- _To do_
**A)** From the thread on locale collating sequences, quote the stretch from "From: Janis Papanagnou" through "no complete answer.".
**B)** Write the next part of the forum thread on character ranges and locales, picking up after its final sentence.
---- Source extract
From: Janis Papanagnou on
pk wrote:
> On Wednesday 7 May 2008 17:37, Ed Morton wrote:
>
>>>>these locales, `[a-dx-z]' is typically not equivalent to `[abcdxyz]';
>>>>instead it might be equivalent to `[aBbCcDdxXyYz]', for example.
>>>
>>>Is there a way to explicitly print out that information (or, better, the
>>>entire collating sequence in use)? I've been looking for a method to do
>>>that for long time, but I have found no complete answer.
>>
>>I expect you could use the ord() and chr() functions described here:
>>
>>http://www.gnu.org/software/gawk/manual/gawk.html#Ordinal-Functions
>>
>>[snip]
>
>[snip]
>
> It seems that the function you point out use the mere numeric character
> values and don't take locale into account.

Yes, indeed. And the quoted passage in the GNU manual says about ord()...
--------
---- Supplied information
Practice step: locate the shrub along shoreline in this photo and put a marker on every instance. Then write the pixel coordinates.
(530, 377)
--------
- _Answers to each task_
**A)**
From: Janis Papanagnou on
pk wrote:
> On Wednesday 7 May 2008 17:37, Ed Morton wrote:
>
>>>>these locales, `[a-dx-z]' is typically not equivalent to `[abcdxyz]';
>>>>instead it might be equivalent to `[aBbCcDdxXyYz]', for example.
>>>
>>>Is there a way to explicitly print out that information (or, better, the
>>>entire collating sequence in use)? I've been looking for a method to do
>>>that for long time, but I have found no complete answer.

**B)**
"the numeric value for that character in the machine's character set".

While this matches the interpretation I am comfortable with - in this
case and also with the ranges of characters in regexps, the quoted
link about "Character-Lists" explicitly mentions a locale dependency.

man regex(7) also doesn't enlighten the topic; in one sentence they
talk about a _character set_ ("`[0-9]' in ASCII matches any decimal
digit"), and shortly after that they talk about _collating sequences_
("Ranges are very collating-sequence-dependent").

I'm still puzzled about that.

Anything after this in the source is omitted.